Copy every one of the records below word for word, keeping each line as it is.

= = = = =

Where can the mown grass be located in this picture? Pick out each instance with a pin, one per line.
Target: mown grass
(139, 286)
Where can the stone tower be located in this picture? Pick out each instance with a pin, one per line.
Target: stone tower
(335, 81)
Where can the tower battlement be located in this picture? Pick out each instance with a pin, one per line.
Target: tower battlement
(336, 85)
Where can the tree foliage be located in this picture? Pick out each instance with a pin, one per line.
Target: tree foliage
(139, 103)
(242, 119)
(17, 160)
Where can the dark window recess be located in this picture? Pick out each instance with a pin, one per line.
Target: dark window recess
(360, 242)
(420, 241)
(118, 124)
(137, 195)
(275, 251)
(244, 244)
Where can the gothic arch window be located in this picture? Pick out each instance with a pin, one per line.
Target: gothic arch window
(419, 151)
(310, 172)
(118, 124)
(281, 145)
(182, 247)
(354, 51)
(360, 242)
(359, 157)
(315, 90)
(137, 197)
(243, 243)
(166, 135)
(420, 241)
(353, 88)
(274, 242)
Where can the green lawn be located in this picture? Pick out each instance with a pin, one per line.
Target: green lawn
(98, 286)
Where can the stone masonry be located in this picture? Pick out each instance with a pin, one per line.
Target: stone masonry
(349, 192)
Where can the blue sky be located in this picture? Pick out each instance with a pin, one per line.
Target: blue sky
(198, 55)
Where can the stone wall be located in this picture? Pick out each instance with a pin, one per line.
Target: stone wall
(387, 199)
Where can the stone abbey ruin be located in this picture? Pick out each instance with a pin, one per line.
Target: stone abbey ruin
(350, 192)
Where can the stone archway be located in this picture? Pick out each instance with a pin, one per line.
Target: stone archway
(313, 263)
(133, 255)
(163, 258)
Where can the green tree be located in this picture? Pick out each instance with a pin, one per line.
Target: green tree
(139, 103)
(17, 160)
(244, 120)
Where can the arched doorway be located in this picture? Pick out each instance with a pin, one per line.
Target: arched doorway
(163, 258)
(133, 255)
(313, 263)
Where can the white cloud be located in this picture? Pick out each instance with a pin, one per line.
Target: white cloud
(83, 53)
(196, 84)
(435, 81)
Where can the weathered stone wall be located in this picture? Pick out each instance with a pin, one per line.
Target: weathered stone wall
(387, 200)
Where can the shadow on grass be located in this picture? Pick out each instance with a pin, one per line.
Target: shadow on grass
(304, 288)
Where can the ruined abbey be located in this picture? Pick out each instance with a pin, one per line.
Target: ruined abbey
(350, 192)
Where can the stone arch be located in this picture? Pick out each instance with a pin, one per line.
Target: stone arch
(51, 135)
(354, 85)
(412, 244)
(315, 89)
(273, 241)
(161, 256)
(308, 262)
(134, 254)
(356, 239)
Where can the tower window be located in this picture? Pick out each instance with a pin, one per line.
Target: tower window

= = = = =

* Full output *
Where can the mown grass be located in this picture? Pick out each instance with a pin, one per line.
Target: mown grass
(139, 286)
Where can the stone tower be located in this picture? Pick out each instance with a pin, one per line.
Target: stone tower
(335, 81)
Where can the tower battlement be located in this picture? Pick out each instance with a pin, one per line.
Target: tower battlement
(336, 85)
Where can the tree foliage be located in this picture? Pick out each instance with a pin, one per line.
Target: tree foliage
(139, 103)
(242, 119)
(17, 160)
Where can the dark window recess be located in this picture? Pick out each instance with a pin, one per line.
Target: dark window recess
(360, 242)
(420, 241)
(118, 124)
(137, 195)
(275, 251)
(244, 244)
Where can the gothic arch window be located in this picture? Pick out each instance with a pin, one per line.
Target: gothic arch window
(419, 151)
(310, 172)
(118, 124)
(281, 145)
(182, 247)
(354, 51)
(360, 242)
(359, 157)
(315, 90)
(137, 197)
(243, 243)
(166, 135)
(420, 241)
(353, 88)
(274, 242)
Where can the green lawn be located in this picture? Pick out each instance with a pin, one per line.
Target: green lawn
(98, 286)
Where can the stone masonry be located in this picture? Pick out each instance with a pin, one per line.
Target: stone masonry
(349, 192)
Where can the blue sky be located in this picture? Pick out each instance with a pin, one per line.
Target: blue sky
(198, 55)
Where can the stone wall be located in this picture? Pick out each instance with a pin, one per line.
Target: stone wall
(387, 199)
Where can the stone abbey ruin be located in this picture? Pick out each instance with a pin, one per line.
Target: stone abbey ruin
(350, 192)
Where can the stone archway be located in this picture? Pick out each instance with a pin, one per line.
Target: stone archway
(313, 263)
(133, 255)
(163, 258)
Where can the green tree be located in this picture? Pick out each instance with a pin, one per line.
Target: green tree
(139, 103)
(17, 160)
(244, 120)
Where can the arched doorway be located in this picture? Pick out each instance with a pin, one per line.
Target: arched doorway
(163, 258)
(133, 255)
(313, 263)
Where can the white cloud be located in this picture? Pick out each instance with a pin, one per line.
Target: white cloud
(83, 53)
(196, 84)
(435, 81)
Where can the weathered stone wall be located in this picture? Pick out each instance with a pin, one per line.
Target: weathered stone wall
(387, 200)
Where can the shadow on grass be located in this picture? Pick out each instance with a pin, one per line.
Target: shadow on grass
(304, 288)
Where can the ruined abbey be located in this picture? Pick out each instance with a pin, one per line.
Target: ruined abbey
(350, 192)
Where can the stone arch be located in this picture? Pick out each instance with a pin, one per line.
Target: stone arch
(51, 135)
(354, 85)
(412, 244)
(315, 89)
(273, 241)
(161, 256)
(308, 262)
(134, 254)
(356, 239)
Where can the tower window be located in this picture? Pick out each instance with a pin, one per line.
Target: tower window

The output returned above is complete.